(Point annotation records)
● ● ● ● ● ● ●

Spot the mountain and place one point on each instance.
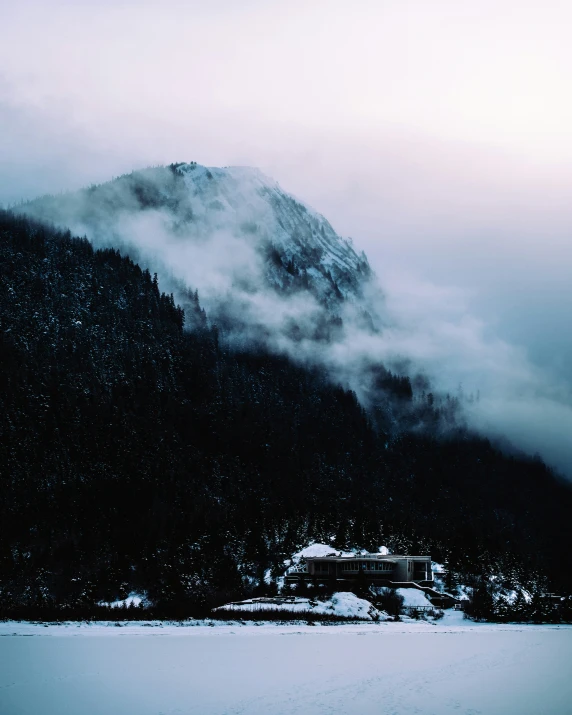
(270, 272)
(298, 250)
(137, 455)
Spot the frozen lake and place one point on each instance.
(370, 669)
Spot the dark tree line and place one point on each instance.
(136, 454)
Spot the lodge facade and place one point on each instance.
(380, 569)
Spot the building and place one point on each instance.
(379, 569)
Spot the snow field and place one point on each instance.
(361, 669)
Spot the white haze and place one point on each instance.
(426, 328)
(436, 134)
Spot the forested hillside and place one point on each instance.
(139, 452)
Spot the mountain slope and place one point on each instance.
(301, 250)
(135, 455)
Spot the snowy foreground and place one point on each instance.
(453, 666)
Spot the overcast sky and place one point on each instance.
(438, 134)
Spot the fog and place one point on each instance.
(436, 135)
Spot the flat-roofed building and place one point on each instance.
(381, 569)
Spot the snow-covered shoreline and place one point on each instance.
(453, 622)
(362, 668)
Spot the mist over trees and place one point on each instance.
(139, 451)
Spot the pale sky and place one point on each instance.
(437, 133)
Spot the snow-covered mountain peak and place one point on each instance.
(299, 249)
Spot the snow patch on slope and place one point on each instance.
(341, 604)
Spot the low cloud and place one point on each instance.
(424, 328)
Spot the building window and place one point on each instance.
(321, 567)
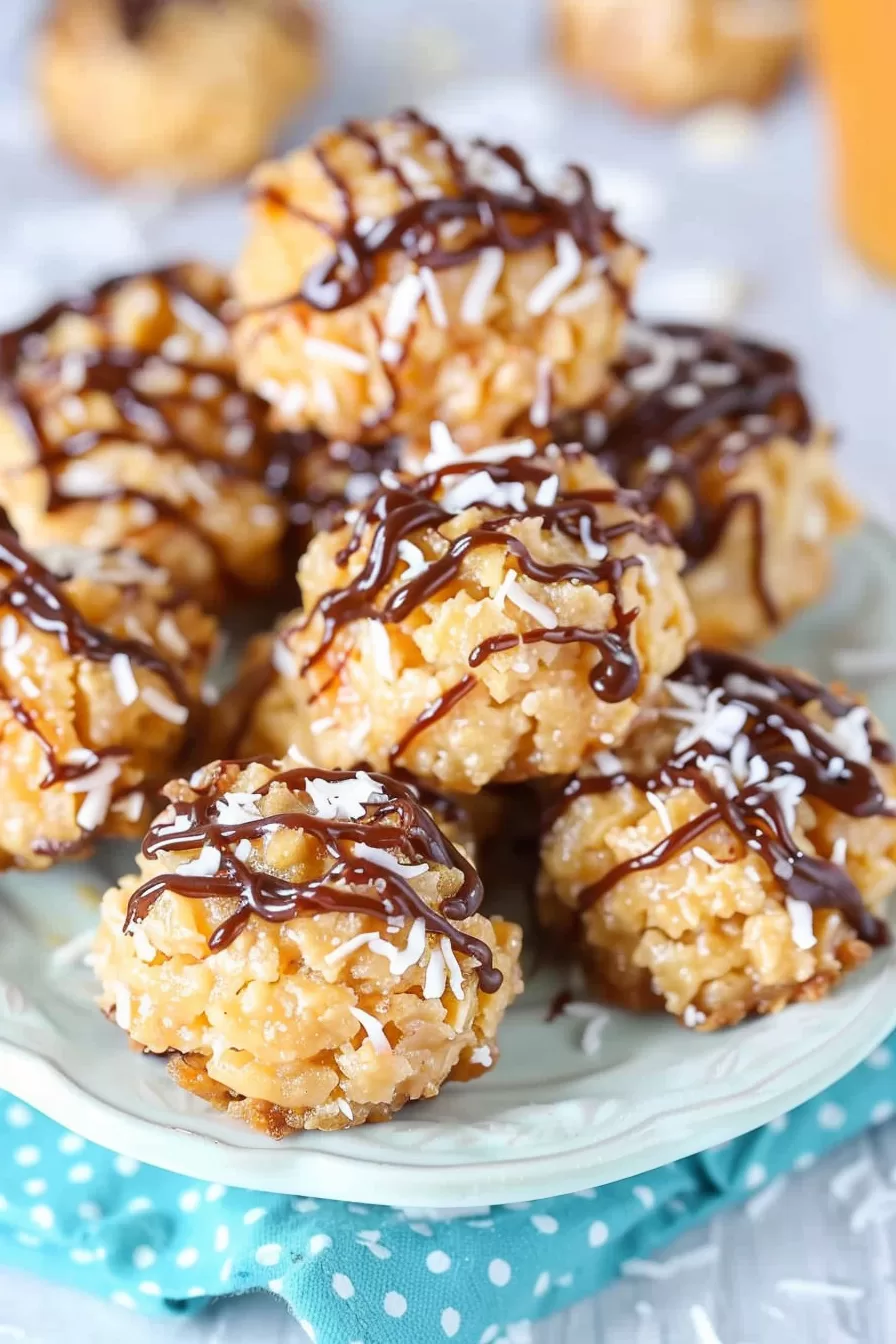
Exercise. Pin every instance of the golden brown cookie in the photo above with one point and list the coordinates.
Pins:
(734, 855)
(669, 55)
(716, 433)
(188, 92)
(309, 945)
(496, 618)
(391, 277)
(101, 672)
(121, 424)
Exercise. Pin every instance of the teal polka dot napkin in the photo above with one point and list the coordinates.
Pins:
(362, 1274)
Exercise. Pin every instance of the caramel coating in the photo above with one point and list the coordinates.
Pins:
(194, 97)
(476, 343)
(121, 424)
(715, 430)
(281, 1027)
(709, 933)
(803, 507)
(85, 741)
(666, 58)
(419, 690)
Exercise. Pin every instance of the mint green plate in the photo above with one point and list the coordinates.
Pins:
(550, 1118)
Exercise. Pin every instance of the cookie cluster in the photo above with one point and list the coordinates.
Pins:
(536, 538)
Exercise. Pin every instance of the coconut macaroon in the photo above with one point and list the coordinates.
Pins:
(500, 617)
(323, 477)
(309, 946)
(716, 433)
(668, 58)
(121, 422)
(177, 90)
(735, 854)
(101, 674)
(261, 718)
(391, 277)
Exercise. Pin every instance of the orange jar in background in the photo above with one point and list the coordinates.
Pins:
(855, 45)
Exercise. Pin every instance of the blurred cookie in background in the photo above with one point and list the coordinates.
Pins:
(190, 92)
(669, 55)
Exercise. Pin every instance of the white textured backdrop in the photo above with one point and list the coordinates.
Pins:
(734, 211)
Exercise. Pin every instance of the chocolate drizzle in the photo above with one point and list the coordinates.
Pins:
(35, 594)
(480, 215)
(696, 399)
(34, 383)
(353, 883)
(400, 508)
(779, 742)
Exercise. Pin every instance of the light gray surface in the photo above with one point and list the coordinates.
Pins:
(752, 222)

● ● ● ● ● ● ●

▶ TASK OBJECTIVE
Write out all of the material above word for word, omitting the pictures.

▶ WRITTEN RESPONSE
Spot the mountain and place one point on each instance.
(270, 272)
(298, 250)
(137, 455)
Spot the frozen lake and place one point on each instance.
(370, 669)
Spot the dark tree line and place one point on each instance.
(136, 454)
Spot the lodge facade and place one point on each instance.
(380, 569)
Spot the building and place one point on each instance.
(379, 569)
Spot the snow field and place one point on each instance.
(361, 669)
Spot the white haze and place one point on each instance.
(426, 328)
(436, 134)
Spot the forested hillside and place one point on each instance.
(139, 452)
Spot the mountain slope and place one point on each instance.
(301, 250)
(135, 455)
Spot the snowy foreground and place one point on each instance.
(453, 666)
Spot the overcast sky and place one point on each instance.
(438, 134)
Spot the fog and place one point on each instance.
(436, 135)
Spot the flat-roofed building and place one point on each instance.
(381, 569)
Spot the snow-covered shoreline and place one point on each instance.
(453, 622)
(362, 668)
Spot the mist over trees and place one point on each instance.
(139, 451)
Spot the pale sky and place one point on each instance.
(437, 133)
Spot the snow-covered mountain peak and place one point on each instance.
(299, 249)
Spot the snow patch on slope and place one point on each instance.
(341, 604)
Spot the low cloud and place one point on each instance.
(424, 328)
Spot the building window and place one point on each instance.
(321, 567)
Exercise. Pin every instance of the golden brown cookie in the photo above with one point and list the coordinates.
Pins:
(734, 855)
(669, 55)
(716, 433)
(188, 92)
(309, 945)
(496, 618)
(391, 277)
(101, 672)
(121, 424)
Exercise. Pin every instance of the teal polka dot napkin in the photo above with one point and list the coordinates.
Pins:
(362, 1274)
Exercise. Pin every instance of the caramel coating in the photo above with one point and list the coordinates.
Pins:
(194, 97)
(476, 343)
(121, 424)
(715, 430)
(281, 1027)
(709, 933)
(803, 507)
(85, 741)
(666, 58)
(419, 690)
Exercise. Pin every instance of the mint green plate in the photo above with one point and list the coordinates.
Pins:
(550, 1118)
Exercise. Pin every instance of the cookie cluster in the photo above with one point and list the coordinates.
Pins:
(536, 538)
Exercise. Pin every instance of the coconut macaroon in the photo above with one point and list the coordinates.
Pins:
(500, 617)
(323, 477)
(309, 946)
(716, 433)
(668, 58)
(121, 422)
(177, 90)
(735, 854)
(101, 674)
(261, 718)
(391, 277)
Exercise. Pin every instance of the orange jar in background in the photo above with one point and list the coordinates.
Pins:
(855, 45)
Exercise. Pin every instance of the blurred cookie in background in the photo above with one point and list the coordinates.
Pins:
(190, 92)
(669, 55)
Exercise. Pin every instance of the white textured backdrop in the photo above with one point and list the coordinates.
Pins:
(734, 211)
Exercise. Pin every instance of the chocolate drizzle in the photo above with one point and list the coordinates.
Pins:
(35, 594)
(480, 215)
(696, 399)
(34, 383)
(353, 883)
(400, 508)
(779, 742)
Exercise. Pin every instance of the light gray surface in the photo above with one point and list the coordinates.
Pins:
(752, 222)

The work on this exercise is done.